### SHORT TASK
Rewrite the part of the records that opens with the line containing "task | place a point on the hanging" and closes with the line containing "x=318, y=100", both lines included, scaling every answer coordinate by 1.35 and rounding to whole numbers with halves rounded up. Keep the requests and their sample coordinates unchanged, and give only these lines.

### SUPPLIED INFORMATION
▬▬▬▬▬▬

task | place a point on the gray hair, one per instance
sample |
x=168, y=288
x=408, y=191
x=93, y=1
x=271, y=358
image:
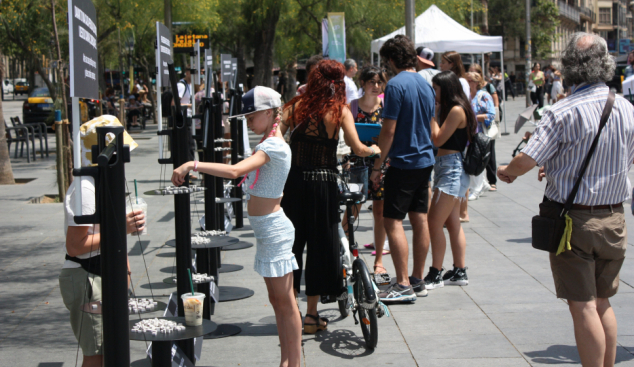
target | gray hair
x=586, y=59
x=349, y=64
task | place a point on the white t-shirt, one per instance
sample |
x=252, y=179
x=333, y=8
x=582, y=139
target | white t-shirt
x=88, y=207
x=465, y=88
x=428, y=74
x=351, y=89
x=184, y=93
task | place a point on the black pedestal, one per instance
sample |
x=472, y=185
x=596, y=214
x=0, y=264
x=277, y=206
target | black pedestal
x=228, y=293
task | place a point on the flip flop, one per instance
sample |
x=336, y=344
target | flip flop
x=385, y=252
x=314, y=328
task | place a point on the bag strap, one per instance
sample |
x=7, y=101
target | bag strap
x=607, y=110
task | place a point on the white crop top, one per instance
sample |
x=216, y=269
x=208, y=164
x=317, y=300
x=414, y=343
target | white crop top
x=272, y=176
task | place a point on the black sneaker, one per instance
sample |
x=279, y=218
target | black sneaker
x=449, y=273
x=433, y=279
x=398, y=293
x=459, y=277
x=418, y=285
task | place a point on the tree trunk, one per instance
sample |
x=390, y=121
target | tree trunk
x=6, y=172
x=263, y=53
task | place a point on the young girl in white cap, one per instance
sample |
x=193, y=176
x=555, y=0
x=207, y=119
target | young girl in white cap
x=266, y=171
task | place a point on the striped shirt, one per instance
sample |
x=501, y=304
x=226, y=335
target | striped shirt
x=563, y=138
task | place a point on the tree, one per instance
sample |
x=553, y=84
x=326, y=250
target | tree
x=22, y=28
x=508, y=18
x=6, y=172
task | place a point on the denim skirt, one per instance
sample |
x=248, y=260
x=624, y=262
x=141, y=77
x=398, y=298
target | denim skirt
x=449, y=176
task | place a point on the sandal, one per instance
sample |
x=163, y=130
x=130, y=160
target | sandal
x=385, y=252
x=314, y=328
x=380, y=267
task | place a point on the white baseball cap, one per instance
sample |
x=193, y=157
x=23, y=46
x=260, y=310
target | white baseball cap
x=259, y=99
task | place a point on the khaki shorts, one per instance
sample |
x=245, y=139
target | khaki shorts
x=79, y=287
x=591, y=269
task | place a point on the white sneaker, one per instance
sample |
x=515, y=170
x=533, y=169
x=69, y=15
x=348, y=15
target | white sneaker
x=486, y=186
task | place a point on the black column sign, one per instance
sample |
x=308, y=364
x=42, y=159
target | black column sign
x=83, y=49
x=226, y=67
x=234, y=69
x=164, y=42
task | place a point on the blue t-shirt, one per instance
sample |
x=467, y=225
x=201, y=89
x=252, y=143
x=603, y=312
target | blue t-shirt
x=410, y=100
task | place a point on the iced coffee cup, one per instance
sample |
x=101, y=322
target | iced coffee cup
x=193, y=308
x=137, y=204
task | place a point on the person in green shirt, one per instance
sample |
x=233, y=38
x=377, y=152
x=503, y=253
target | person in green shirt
x=537, y=77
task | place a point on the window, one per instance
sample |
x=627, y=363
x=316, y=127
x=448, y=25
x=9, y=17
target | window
x=605, y=16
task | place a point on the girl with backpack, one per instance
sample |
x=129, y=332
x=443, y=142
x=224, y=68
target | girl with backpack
x=369, y=110
x=451, y=130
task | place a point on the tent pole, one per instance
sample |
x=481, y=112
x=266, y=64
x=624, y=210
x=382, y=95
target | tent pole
x=503, y=86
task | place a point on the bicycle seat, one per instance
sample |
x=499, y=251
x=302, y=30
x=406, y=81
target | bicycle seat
x=350, y=196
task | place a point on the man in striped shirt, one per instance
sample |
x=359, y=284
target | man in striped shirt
x=587, y=274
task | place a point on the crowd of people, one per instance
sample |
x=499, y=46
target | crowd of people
x=414, y=169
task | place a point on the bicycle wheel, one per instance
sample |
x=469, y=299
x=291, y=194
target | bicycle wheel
x=366, y=300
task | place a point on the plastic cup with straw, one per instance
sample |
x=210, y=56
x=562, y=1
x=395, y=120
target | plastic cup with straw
x=193, y=305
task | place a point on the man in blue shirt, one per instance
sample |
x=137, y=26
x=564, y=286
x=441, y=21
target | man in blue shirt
x=406, y=135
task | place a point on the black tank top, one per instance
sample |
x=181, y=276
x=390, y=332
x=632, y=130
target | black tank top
x=457, y=141
x=311, y=147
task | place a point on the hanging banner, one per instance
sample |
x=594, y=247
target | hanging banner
x=234, y=70
x=226, y=67
x=324, y=38
x=199, y=74
x=164, y=45
x=82, y=31
x=337, y=37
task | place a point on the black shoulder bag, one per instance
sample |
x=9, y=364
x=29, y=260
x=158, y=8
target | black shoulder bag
x=550, y=224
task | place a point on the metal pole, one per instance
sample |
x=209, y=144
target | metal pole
x=77, y=152
x=503, y=86
x=159, y=75
x=528, y=51
x=410, y=22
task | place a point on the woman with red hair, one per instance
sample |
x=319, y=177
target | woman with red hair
x=310, y=195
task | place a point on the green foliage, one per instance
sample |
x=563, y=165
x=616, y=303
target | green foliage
x=508, y=18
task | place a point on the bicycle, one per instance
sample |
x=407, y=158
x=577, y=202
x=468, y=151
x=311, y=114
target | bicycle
x=360, y=292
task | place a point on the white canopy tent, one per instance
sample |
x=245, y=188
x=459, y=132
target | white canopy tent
x=439, y=32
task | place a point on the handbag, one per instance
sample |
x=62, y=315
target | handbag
x=549, y=227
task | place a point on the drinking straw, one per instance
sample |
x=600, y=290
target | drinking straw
x=136, y=191
x=191, y=284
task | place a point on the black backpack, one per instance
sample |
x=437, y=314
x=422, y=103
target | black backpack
x=478, y=154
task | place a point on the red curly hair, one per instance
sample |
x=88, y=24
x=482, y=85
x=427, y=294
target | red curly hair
x=318, y=100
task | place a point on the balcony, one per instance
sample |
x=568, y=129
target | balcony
x=570, y=12
x=587, y=14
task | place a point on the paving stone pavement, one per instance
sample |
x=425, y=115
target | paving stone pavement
x=507, y=316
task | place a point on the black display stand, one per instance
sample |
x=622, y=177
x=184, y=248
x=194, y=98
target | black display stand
x=180, y=139
x=109, y=178
x=162, y=343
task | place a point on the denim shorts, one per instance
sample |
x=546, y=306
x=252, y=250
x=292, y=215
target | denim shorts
x=449, y=176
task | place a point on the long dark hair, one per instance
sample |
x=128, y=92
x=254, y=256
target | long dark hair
x=455, y=60
x=451, y=94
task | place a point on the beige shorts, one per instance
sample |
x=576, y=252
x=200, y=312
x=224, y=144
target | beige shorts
x=79, y=287
x=591, y=269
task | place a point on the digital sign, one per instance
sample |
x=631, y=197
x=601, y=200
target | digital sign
x=182, y=41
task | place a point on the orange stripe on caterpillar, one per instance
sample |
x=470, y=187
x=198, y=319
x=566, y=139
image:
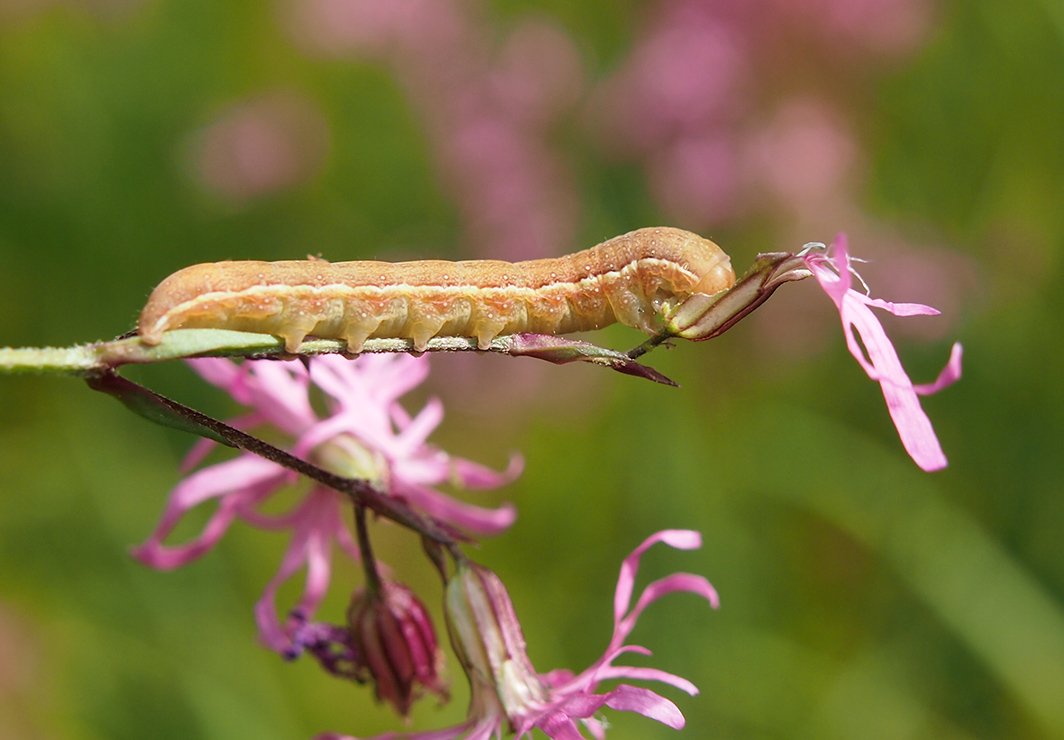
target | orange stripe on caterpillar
x=635, y=279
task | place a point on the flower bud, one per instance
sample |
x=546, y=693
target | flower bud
x=488, y=641
x=393, y=634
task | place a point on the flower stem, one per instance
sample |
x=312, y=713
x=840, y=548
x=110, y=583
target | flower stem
x=368, y=562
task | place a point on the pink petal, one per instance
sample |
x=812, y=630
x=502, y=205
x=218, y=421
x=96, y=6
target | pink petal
x=638, y=673
x=878, y=358
x=681, y=539
x=467, y=516
x=474, y=476
x=949, y=375
x=646, y=703
x=417, y=431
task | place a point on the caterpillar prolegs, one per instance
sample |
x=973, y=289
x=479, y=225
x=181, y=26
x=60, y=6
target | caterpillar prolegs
x=635, y=279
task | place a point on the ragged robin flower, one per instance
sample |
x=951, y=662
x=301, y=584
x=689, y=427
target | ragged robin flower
x=508, y=695
x=877, y=355
x=366, y=433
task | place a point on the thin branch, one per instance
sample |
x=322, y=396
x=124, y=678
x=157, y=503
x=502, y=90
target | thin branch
x=158, y=408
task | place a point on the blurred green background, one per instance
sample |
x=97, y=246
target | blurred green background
x=861, y=597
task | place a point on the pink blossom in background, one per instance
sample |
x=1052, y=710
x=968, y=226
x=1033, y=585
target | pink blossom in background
x=696, y=102
x=509, y=693
x=803, y=157
x=366, y=433
x=260, y=147
x=878, y=358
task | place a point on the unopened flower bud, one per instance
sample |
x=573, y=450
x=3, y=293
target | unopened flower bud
x=394, y=635
x=488, y=641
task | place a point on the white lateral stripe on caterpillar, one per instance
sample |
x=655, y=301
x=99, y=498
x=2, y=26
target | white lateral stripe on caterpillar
x=634, y=279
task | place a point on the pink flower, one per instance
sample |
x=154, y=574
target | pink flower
x=876, y=354
x=506, y=691
x=365, y=434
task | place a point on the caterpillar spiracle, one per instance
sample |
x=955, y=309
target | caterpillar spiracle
x=637, y=279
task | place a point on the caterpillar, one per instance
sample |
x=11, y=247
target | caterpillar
x=637, y=279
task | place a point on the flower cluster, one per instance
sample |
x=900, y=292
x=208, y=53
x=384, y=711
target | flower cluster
x=508, y=693
x=366, y=434
x=877, y=355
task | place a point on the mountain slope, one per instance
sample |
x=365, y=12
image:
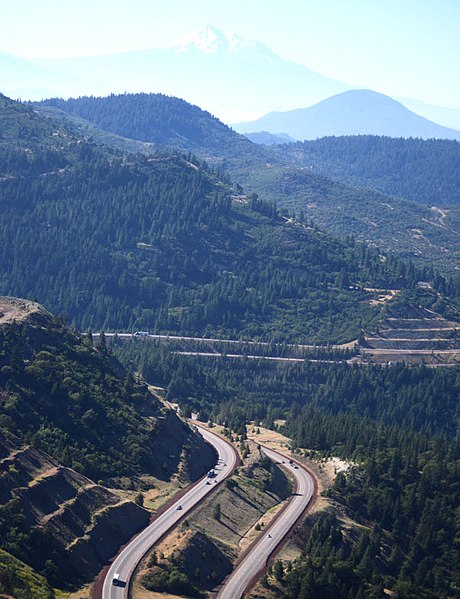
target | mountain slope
x=426, y=235
x=425, y=171
x=69, y=411
x=160, y=243
x=163, y=121
x=355, y=112
x=211, y=68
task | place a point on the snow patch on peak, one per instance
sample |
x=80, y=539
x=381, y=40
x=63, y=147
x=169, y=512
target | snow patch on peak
x=211, y=40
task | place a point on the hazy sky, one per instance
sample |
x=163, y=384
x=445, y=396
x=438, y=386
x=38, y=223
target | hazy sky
x=405, y=48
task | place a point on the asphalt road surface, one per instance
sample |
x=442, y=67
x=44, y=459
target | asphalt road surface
x=126, y=562
x=258, y=556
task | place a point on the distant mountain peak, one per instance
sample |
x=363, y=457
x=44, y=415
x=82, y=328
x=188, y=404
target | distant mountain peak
x=211, y=40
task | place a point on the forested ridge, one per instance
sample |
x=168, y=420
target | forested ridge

▬▬▬▬▬▬

### ANSWER TO THIS PROBLEM
task | place a point on the hanging banner, one per instance
sample |
x=594, y=247
target | hanging banner
x=316, y=95
x=305, y=90
x=437, y=51
x=269, y=100
x=221, y=61
x=111, y=42
x=455, y=50
task | place a point on the black shoulder bag, one per instance
sample |
x=9, y=364
x=29, y=260
x=158, y=8
target | black shoulder bag
x=743, y=302
task | place a point on the metal pole, one per instance
sample |
x=209, y=144
target | metal pole
x=104, y=205
x=679, y=116
x=215, y=101
x=713, y=69
x=554, y=30
task | place a point on the woman with red hair, one per instance
sample |
x=319, y=177
target | woman with red hair
x=419, y=263
task | place a point on the green foliage, one per instance
sample |
x=563, y=165
x=616, y=303
target | green foliage
x=686, y=24
task | place a point on the bicycle, one per instance
sample |
x=407, y=158
x=577, y=202
x=468, y=151
x=311, y=114
target | bicycle
x=486, y=394
task | place a point on the white canopy tent, one per instance
sample |
x=245, y=188
x=459, y=132
target | white canopy tent
x=593, y=43
task | place a point on the handbag, one per instance
sample |
x=62, y=315
target | handbag
x=741, y=306
task | place a point on the drinking straw, one per instance
sample |
x=600, y=290
target | drinking straw
x=184, y=258
x=258, y=383
task | place a point on the black backpack, one per instance
sample |
x=437, y=314
x=422, y=103
target | black backpack
x=645, y=208
task | place a point on the red curly hair, one per instance
sample |
x=88, y=24
x=482, y=85
x=427, y=294
target | red curly hair
x=429, y=135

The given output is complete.